-------- AVAILABLE DATA

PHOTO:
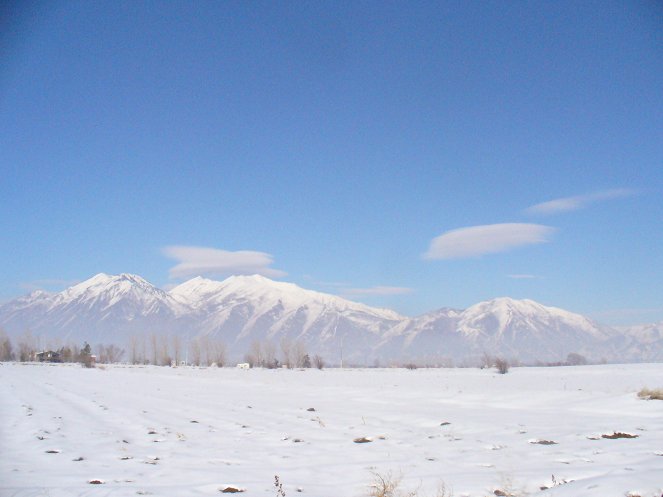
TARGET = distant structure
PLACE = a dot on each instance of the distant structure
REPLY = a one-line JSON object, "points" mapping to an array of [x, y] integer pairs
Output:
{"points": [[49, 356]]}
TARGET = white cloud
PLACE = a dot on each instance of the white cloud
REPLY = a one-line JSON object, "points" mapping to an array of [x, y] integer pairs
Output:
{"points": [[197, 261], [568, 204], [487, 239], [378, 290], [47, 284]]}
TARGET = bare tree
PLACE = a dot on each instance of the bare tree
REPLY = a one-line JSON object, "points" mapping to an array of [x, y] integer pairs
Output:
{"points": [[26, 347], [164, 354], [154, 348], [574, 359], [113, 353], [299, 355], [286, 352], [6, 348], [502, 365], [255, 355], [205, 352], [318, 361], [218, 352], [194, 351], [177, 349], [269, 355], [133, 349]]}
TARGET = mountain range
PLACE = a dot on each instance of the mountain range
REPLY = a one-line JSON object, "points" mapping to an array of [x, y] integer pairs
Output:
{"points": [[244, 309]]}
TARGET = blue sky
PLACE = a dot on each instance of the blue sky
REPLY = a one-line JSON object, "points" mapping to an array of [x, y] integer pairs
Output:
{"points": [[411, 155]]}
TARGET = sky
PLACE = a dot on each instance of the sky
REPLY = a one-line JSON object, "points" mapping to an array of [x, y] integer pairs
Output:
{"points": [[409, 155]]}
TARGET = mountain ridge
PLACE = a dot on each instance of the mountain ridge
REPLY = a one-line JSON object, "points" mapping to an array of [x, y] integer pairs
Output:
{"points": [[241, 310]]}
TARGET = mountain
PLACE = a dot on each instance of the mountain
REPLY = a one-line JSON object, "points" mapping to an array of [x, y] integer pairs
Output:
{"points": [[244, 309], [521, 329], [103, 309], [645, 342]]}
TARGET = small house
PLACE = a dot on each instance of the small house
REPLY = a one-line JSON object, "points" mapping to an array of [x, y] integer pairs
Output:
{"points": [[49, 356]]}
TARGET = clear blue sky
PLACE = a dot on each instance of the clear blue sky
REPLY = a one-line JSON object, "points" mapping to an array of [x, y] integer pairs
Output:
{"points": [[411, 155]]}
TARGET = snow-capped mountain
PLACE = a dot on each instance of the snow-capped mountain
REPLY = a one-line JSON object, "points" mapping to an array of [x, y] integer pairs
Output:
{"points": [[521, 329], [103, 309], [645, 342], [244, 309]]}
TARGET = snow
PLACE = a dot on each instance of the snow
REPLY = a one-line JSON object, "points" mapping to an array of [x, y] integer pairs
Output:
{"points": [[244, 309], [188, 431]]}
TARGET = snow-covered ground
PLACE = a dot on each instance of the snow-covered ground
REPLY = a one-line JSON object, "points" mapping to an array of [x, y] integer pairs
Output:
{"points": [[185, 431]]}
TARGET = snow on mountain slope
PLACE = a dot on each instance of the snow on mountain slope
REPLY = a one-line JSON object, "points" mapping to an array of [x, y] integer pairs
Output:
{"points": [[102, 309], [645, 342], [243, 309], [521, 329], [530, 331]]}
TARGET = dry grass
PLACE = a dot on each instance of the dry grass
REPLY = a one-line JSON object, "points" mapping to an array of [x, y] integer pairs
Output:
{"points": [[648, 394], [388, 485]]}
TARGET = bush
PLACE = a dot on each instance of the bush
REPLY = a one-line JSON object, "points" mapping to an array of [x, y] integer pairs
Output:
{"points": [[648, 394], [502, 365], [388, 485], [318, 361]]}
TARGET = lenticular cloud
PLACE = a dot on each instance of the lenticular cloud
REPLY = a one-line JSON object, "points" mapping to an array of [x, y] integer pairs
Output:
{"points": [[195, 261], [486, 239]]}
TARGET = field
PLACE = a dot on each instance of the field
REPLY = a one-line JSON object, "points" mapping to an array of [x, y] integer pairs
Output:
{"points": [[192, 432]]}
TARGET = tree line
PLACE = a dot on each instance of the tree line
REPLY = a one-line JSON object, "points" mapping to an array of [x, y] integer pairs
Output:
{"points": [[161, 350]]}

----------------
-------- AVAILABLE DATA

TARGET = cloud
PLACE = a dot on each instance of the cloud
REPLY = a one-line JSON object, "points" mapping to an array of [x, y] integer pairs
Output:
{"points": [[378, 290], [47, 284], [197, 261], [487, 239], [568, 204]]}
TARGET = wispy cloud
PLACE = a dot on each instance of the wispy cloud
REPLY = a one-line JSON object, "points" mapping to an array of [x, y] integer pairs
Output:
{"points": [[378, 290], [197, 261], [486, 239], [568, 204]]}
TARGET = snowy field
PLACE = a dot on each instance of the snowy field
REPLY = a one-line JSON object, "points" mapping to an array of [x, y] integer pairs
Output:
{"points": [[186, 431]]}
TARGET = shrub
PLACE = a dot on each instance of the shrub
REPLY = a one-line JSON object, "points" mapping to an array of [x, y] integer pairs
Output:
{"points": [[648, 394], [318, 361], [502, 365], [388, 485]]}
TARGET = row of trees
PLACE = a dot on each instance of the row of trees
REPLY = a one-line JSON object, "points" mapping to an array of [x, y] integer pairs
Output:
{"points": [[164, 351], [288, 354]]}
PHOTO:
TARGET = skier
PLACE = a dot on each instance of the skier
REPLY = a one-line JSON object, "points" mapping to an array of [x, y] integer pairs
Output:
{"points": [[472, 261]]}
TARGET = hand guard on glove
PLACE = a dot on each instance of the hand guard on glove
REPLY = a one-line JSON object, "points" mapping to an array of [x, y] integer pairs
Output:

----------------

## TRY IT:
What you return should be exactly the lines above, starting at the one with "TARGET = snow on mountain slope" and ending at the one with "PLACE = a dot on each instance of the tree", and nothing else.

## RESPONSE:
TARGET = snow on mountain slope
PLACE = a dot on each instance of the snow on mountain slope
REPLY = a one-line JSON object, "points" mapping to an array of [x, y] integer pairs
Output:
{"points": [[102, 309], [645, 342], [243, 309], [521, 329], [530, 331]]}
TARGET = dry grass
PLACE = a dot on each instance of the dry grass
REPLY = a one-line JSON object, "points" mapping to an array of [x, y] integer pairs
Output:
{"points": [[648, 394], [388, 485]]}
TARGET = bush
PLACE = a dot on each instance of the bush
REPLY = a one-line JSON object, "points" mapping to an array of [x, y] integer pairs
Output:
{"points": [[648, 394], [502, 365], [388, 485], [318, 361]]}
TARGET = lenticular cloud
PLACE = a dot on each instance of the lenticular cloud
REPLY = a one-line JSON object, "points" mapping to an array of [x, y] integer pairs
Output:
{"points": [[195, 261], [486, 239]]}
TARGET = field
PLACE = a dot on each instance of the field
REPLY = a one-line JSON object, "points" mapping to an array of [x, y] integer pairs
Output:
{"points": [[192, 432]]}
TARGET = tree line
PLACE = a dot on each instance of the tree line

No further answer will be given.